### Request 1:
Answer these questions about the text on local minima and maxima:
(a) What kind of function does the text consider?
(b) Which theorem provides the formula used in the proof?
(c) According to the proof, which condition on f''(x) produces a local maximum?
### Request 2:
Copy everything in the text on local minima and maxima from "The first assertion" down to "a local maximum.".

### Article:

━━━━━━

The local minima and local maxima of a twice differentiable function [math]f:\mathbb R\to\mathbb R[/math] appear at the points [math]x\in\mathbb R[/math] where

[[math]] f'(x)=0 [[/math]]

with the local minima corresponding to the case [math]f'(x)\geq0[/math], and with the local maxima corresponding to the case [math]f''(x)\leq0[/math].

Show Proof

The first assertion is something that we already know. As for the second assertion, we can use the formula in Theorem 3.17, which in the case [math]f'(x)=0[/math] reads:

[[math]] f(x+t)\simeq f(x)+\frac{f''(x)}{2}\,t^2 [[/math]]

Indeed, assuming [math]f''(x)\neq 0[/math], it is clear that the condition [math]f''(x) \gt 0[/math] will produce a local minimum, and that the condition [math]f''(x) \lt 0[/math] will produce a local maximum.

━━━━━━

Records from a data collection
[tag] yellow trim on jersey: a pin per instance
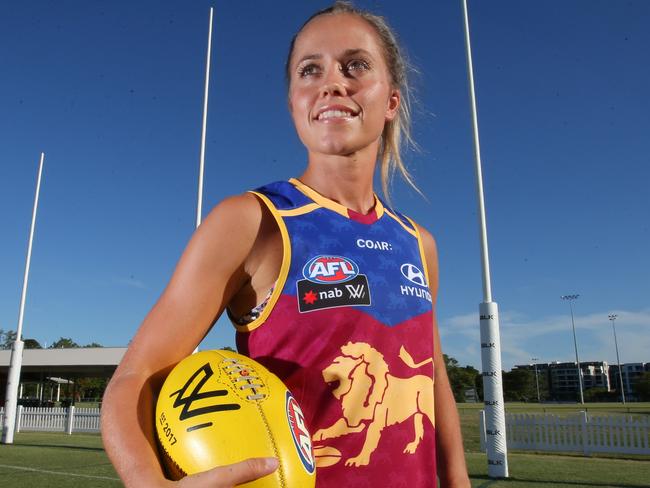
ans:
(413, 231)
(331, 204)
(284, 269)
(422, 255)
(299, 211)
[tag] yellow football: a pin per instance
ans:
(219, 407)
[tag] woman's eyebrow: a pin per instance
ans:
(309, 57)
(346, 53)
(354, 52)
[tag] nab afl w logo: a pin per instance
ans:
(301, 437)
(412, 273)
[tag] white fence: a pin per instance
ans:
(56, 419)
(577, 432)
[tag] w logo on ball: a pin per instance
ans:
(300, 435)
(412, 273)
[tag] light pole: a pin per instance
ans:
(612, 317)
(536, 378)
(570, 299)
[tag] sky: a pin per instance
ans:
(112, 92)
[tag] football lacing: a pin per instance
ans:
(252, 382)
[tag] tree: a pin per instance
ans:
(460, 378)
(7, 338)
(32, 344)
(642, 387)
(519, 385)
(63, 343)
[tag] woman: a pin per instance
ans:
(326, 286)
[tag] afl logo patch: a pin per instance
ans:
(300, 435)
(330, 269)
(412, 273)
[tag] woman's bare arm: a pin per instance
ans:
(452, 469)
(211, 270)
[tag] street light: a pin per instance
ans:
(536, 378)
(612, 317)
(570, 299)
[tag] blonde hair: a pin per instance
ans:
(397, 132)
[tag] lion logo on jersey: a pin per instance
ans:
(373, 399)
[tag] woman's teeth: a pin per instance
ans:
(331, 114)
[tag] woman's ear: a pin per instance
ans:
(393, 104)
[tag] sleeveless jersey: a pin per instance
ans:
(349, 329)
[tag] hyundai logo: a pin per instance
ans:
(412, 273)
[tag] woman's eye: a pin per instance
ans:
(308, 70)
(357, 65)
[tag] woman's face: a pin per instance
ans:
(340, 92)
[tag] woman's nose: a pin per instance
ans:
(334, 84)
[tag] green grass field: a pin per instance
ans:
(56, 460)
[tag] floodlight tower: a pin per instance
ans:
(536, 378)
(570, 298)
(495, 421)
(612, 318)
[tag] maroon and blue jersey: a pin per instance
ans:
(349, 329)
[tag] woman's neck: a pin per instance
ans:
(348, 180)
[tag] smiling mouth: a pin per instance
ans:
(331, 115)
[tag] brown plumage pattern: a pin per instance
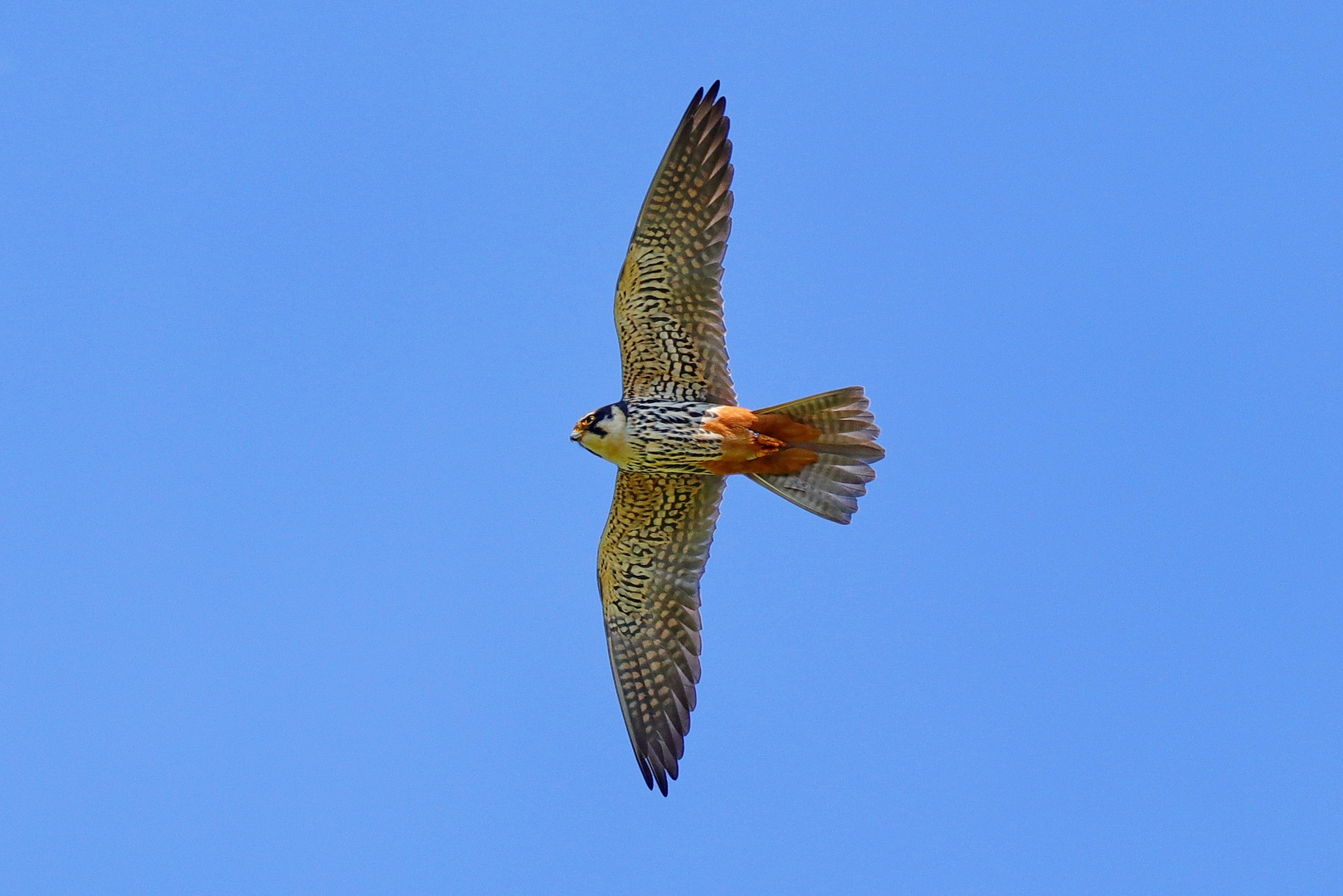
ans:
(669, 301)
(677, 416)
(649, 566)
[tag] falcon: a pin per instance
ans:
(677, 433)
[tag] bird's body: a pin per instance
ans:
(659, 436)
(679, 433)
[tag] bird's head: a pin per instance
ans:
(602, 431)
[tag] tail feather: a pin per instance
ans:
(846, 448)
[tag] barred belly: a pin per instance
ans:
(669, 437)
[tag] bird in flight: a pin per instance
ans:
(677, 433)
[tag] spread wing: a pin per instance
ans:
(669, 303)
(649, 566)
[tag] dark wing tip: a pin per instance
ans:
(648, 772)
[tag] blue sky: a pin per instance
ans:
(299, 301)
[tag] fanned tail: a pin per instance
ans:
(848, 448)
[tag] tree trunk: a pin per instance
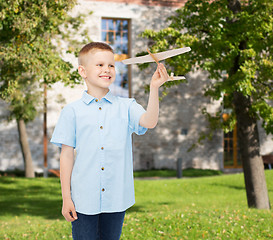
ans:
(23, 139)
(255, 183)
(256, 190)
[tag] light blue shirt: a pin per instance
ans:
(100, 131)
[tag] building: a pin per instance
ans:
(119, 23)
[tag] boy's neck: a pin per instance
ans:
(99, 94)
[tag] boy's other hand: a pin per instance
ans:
(160, 76)
(69, 211)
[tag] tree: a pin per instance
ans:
(233, 41)
(31, 33)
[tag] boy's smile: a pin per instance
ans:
(98, 71)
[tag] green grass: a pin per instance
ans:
(190, 172)
(191, 208)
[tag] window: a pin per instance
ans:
(115, 32)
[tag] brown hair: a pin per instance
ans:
(93, 46)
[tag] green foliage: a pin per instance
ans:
(31, 33)
(198, 208)
(236, 49)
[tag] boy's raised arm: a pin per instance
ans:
(66, 165)
(150, 118)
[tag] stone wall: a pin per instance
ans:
(180, 116)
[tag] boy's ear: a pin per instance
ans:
(82, 71)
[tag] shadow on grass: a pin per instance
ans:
(228, 186)
(29, 198)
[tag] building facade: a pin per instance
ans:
(119, 23)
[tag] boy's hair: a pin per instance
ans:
(90, 47)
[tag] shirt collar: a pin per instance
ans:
(109, 97)
(88, 98)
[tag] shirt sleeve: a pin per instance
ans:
(135, 112)
(65, 130)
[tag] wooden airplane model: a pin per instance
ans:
(156, 57)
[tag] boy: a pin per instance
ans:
(98, 187)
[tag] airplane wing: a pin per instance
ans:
(173, 78)
(160, 56)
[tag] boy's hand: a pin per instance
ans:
(69, 211)
(160, 76)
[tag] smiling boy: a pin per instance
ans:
(98, 186)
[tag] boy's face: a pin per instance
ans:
(98, 69)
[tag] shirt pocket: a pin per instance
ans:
(118, 132)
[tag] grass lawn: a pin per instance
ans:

━━━━━━

### Correct response 1:
(a) A twice differentiable function f: ℝ → ℝ.
(b) Theorem 3.17.
(c) The condition f''(x) < 0.

### Correct response 2:
The first assertion is something that we already know. As for the second assertion, we can use the formula in Theorem 3.17, which in the case [math]f'(x)=0[/math] reads:

[[math]] f(x+t)\simeq f(x)+\frac{f''(x)}{2}\,t^2 [[/math]]

Indeed, assuming [math]f''(x)\neq 0[/math], it is clear that the condition [math]f''(x) \gt 0[/math] will produce a local minimum, and that the condition [math]f''(x) \lt 0[/math] will produce a local maximum.